■ **Input material**:

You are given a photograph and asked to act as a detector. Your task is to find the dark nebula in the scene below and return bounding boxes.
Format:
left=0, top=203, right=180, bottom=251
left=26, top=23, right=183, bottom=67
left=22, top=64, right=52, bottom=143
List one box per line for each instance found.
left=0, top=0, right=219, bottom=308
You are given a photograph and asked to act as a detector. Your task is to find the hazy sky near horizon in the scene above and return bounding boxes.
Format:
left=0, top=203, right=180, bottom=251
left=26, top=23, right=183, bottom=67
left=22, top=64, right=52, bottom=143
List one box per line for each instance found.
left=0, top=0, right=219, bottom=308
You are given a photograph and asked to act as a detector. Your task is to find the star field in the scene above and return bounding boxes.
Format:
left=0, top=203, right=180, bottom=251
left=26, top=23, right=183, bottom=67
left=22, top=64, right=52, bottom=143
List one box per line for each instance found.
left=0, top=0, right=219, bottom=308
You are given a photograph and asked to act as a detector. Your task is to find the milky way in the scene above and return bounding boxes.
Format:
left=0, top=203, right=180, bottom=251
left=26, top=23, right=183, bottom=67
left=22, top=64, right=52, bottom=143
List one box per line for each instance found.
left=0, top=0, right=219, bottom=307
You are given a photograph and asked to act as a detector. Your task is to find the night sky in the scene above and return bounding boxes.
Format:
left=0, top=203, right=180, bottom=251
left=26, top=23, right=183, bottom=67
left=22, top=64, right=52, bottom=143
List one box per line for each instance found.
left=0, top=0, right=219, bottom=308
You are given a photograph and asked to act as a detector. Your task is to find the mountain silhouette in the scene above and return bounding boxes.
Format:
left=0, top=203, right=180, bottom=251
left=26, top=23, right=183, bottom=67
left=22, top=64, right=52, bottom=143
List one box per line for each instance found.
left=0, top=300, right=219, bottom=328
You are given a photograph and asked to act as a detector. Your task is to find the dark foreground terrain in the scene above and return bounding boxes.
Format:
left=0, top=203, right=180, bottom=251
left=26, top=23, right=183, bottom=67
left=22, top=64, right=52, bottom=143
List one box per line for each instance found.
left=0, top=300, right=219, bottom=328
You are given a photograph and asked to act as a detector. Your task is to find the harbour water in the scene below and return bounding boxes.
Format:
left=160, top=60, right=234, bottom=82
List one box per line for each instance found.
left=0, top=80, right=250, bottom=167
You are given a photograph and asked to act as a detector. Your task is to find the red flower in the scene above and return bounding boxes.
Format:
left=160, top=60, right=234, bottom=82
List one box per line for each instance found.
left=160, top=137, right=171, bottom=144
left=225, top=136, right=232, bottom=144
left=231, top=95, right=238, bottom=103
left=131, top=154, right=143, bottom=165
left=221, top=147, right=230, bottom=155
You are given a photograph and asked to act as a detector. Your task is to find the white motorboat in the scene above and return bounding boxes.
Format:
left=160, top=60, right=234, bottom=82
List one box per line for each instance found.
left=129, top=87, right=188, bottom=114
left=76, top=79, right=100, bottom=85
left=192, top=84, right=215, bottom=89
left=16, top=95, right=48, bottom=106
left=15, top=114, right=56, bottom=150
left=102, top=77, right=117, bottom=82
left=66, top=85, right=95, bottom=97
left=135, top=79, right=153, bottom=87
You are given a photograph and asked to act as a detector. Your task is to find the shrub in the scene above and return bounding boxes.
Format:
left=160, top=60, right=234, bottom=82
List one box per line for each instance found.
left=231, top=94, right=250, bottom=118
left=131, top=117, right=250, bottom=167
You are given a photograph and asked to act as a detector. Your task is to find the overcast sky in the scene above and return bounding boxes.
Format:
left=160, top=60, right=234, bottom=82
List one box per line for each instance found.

■ **Required work**:
Which lines of the listing above contain the string "below"? Pick out each one and copy it in full, treating uppercase and lowercase as different.

■ **Result of the exercise**:
You are given a photograph and asked to act as a detector. Your task is to find the dark nebula in the scene below and return bounding boxes.
You are given a photograph and asked to act as a detector. Your task is to find the harbour water in the scene below and return bounding boxes.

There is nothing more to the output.